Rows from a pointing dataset
_ _ _ _ _ _ _

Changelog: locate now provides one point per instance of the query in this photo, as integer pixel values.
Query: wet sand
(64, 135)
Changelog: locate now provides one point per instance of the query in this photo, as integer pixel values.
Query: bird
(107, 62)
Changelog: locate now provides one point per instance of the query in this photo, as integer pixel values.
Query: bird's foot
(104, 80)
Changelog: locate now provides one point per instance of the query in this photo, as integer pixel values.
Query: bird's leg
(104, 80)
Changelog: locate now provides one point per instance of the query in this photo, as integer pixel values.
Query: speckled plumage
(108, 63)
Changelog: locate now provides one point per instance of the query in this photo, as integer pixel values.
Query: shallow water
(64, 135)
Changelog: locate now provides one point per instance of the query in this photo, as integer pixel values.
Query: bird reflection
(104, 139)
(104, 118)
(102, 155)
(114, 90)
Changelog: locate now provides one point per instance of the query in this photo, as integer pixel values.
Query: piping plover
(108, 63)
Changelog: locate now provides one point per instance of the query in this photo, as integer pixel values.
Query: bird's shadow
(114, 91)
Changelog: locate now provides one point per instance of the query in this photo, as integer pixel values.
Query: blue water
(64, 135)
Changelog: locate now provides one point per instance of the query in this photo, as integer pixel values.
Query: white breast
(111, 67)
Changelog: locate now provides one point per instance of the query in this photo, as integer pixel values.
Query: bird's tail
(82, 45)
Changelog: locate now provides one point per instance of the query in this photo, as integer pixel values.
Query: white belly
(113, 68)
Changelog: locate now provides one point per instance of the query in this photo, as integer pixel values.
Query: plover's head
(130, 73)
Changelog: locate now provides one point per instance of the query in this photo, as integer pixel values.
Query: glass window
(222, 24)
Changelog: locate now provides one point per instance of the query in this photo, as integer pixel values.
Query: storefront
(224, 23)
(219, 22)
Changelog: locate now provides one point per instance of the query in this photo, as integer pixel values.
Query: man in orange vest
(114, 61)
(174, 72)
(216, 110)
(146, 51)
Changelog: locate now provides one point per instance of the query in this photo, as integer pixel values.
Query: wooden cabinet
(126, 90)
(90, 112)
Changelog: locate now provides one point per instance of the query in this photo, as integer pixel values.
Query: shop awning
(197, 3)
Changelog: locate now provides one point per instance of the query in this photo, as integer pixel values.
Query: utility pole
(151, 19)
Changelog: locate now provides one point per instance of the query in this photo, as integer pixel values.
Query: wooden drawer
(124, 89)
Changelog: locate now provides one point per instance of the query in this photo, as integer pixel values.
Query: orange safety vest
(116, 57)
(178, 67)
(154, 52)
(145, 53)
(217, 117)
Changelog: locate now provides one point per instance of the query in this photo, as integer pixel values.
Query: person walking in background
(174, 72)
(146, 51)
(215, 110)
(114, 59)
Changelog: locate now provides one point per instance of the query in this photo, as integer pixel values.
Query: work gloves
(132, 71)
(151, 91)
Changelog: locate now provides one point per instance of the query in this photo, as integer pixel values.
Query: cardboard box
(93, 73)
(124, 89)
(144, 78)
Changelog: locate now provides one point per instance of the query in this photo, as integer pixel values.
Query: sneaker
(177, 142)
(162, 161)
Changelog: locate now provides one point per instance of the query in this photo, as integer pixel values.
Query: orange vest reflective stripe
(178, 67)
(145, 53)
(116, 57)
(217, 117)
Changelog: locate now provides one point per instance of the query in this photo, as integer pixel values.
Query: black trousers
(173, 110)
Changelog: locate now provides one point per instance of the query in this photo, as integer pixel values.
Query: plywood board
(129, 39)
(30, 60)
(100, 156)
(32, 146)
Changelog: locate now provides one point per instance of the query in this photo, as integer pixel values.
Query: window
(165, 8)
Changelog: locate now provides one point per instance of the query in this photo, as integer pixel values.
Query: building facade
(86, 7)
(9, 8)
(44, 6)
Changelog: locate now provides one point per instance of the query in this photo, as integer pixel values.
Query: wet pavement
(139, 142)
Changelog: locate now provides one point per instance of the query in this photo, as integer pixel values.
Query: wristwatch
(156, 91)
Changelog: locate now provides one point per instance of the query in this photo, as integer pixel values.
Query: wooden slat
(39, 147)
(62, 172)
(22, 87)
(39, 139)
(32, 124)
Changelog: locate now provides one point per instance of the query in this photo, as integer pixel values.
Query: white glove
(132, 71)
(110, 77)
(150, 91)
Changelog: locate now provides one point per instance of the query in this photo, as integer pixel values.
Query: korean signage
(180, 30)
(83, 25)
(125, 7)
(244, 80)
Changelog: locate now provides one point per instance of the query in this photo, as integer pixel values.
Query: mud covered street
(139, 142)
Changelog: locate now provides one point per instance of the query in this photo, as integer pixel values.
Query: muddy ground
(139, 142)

_ _ _ _ _ _ _

TASK GOAL -
Nothing in the listing may be changed; retype it all exactly.

FINISHED EXERCISE -
Changelog: locate now provides one point per instance of the query in this photo, as integer pixel values.
Query: wet sand
(64, 135)
Changelog: locate now provides one point per instance of the query in this photo, as integer pixel values.
Query: bird
(107, 62)
Changelog: locate now provides one point per instance of the query in this photo, as integer pixel values.
Query: bird's foot
(104, 80)
Changelog: locate now provides one point per instance of the query in this photo, as integer pixel values.
Query: bird's leg
(104, 80)
Changelog: locate now provides one point per instance of the query in this photo, as integer pixel values.
Query: speckled plumage
(108, 63)
Changelog: locate now provides one point per instance of the query in this photo, as integer pixel values.
Query: shallow water
(64, 135)
Changelog: locate now provides one point per instance of the query in this photo, as integer pixel values.
Query: bird reflection
(104, 139)
(104, 118)
(102, 155)
(114, 90)
Changelog: locate now provides one point per instance of the query in this photo, as integer pixel values.
Query: piping plover
(108, 63)
Changelog: locate now provides one point per instance of the query in this photo, as integer pixel values.
Query: bird's shadow
(114, 91)
Changelog: locate now provides one point per instance of the query in this photo, as integer pixel values.
Query: blue water
(64, 135)
Changelog: locate now provides one point per instance of the query in this photo, as integer pixel values.
Query: white breast
(111, 67)
Changelog: locate now provides one point per instance of the query in this photo, as integer pixel values.
Query: bird's tail
(82, 45)
Changelog: locate now provides one point per instance of the query in this photo, as integer pixel values.
Query: white belly
(113, 68)
Changelog: locate now provides one point per instance of the query in this photo, as integer pixel values.
Query: plover's head
(130, 73)
Changelog: locate now provides one point per instance of the query in this photo, as integer pixel values.
Query: glass window
(222, 24)
Changelog: locate now provides one point per instance of the query in this photo, as integer pixel values.
Query: storefront
(224, 23)
(219, 22)
Changelog: locate now provides one point per instance of the query in this photo, as integer pixel values.
Query: man in orange vest
(114, 61)
(174, 72)
(216, 110)
(146, 51)
Changelog: locate now provides one point per instance of the query in this photo, as integer pixel values.
Query: wooden cabinet
(126, 90)
(90, 112)
Changelog: locate now provides one point per instance of the query in this photo, as integer pixel values.
Query: shop awning
(197, 3)
Changelog: locate now provides one point per instance of the query in this photo, as integer pixel values.
Query: utility pole
(151, 19)
Changelog: locate now provides one point per instance of the query in this photo, as integer pixel values.
Query: wooden drawer
(124, 89)
Changelog: locate now provides one point per instance of the query in this photo, as integer pixel values.
Query: orange safety vest
(116, 57)
(178, 67)
(154, 52)
(145, 53)
(217, 117)
Changelog: locate now provides one point per instance of the query in this photo, as integer pixel values.
Query: person walking in background
(174, 72)
(146, 51)
(215, 110)
(114, 59)
Changelog: locate now provides one point per instance of the query in this photo, as integer pixel values.
Query: work gloves
(132, 71)
(151, 91)
Changelog: locate now provides one point per instance of the query in this photo, as integer pixel values.
Query: cardboard box
(93, 73)
(124, 89)
(144, 78)
Changelog: locate now provides one point per instance of the query in this photo, as integer pixel values.
Query: sneaker
(177, 142)
(162, 161)
Changelog: locate now provides one point per instance of the query in this photo, as integer pixel values.
Query: orange vest reflective stripe
(178, 67)
(145, 53)
(116, 57)
(217, 117)
Changelog: locate now provides one point per instance of the query in this photo, as integer pixel values.
Query: black trousers
(173, 110)
Changelog: locate now provides one point per instance of the query in this photo, as integer pixel values.
Query: plywood board
(129, 39)
(30, 60)
(100, 156)
(32, 146)
Changelog: locate now provides one point per instance of the query in this photo, as integer pixel values.
Query: window
(165, 8)
Changelog: locate now provides one point per instance of the query in this photo, as integer pixel values.
Query: building facade
(86, 7)
(9, 8)
(44, 6)
Changelog: locate now provides one point per instance of the query in this photo, as integer pixel values.
Query: wet pavement
(139, 142)
Changelog: locate now provides one point per instance of the query in this photo, as integer pixel values.
Query: wristwatch
(156, 91)
Changelog: locate now provides one point per instance of the query in this photo, as integer pixel values.
Query: wooden slat
(39, 147)
(62, 172)
(22, 87)
(39, 139)
(32, 124)
Changelog: locate now provides one point per instance of the query in this photo, as integer pixel values.
Query: white glove
(132, 71)
(110, 77)
(150, 91)
Changelog: locate now provides one point per instance of the query in this photo, as integer pixel values.
Query: korean signage
(180, 30)
(83, 25)
(125, 7)
(244, 80)
Changelog: locate now provides one point per instance of the query in this photo, as integer pixel values.
Query: mud covered street
(139, 142)
Changelog: locate now provides one point per instance of the query in this photo, as integer pixel values.
Query: muddy ground
(139, 142)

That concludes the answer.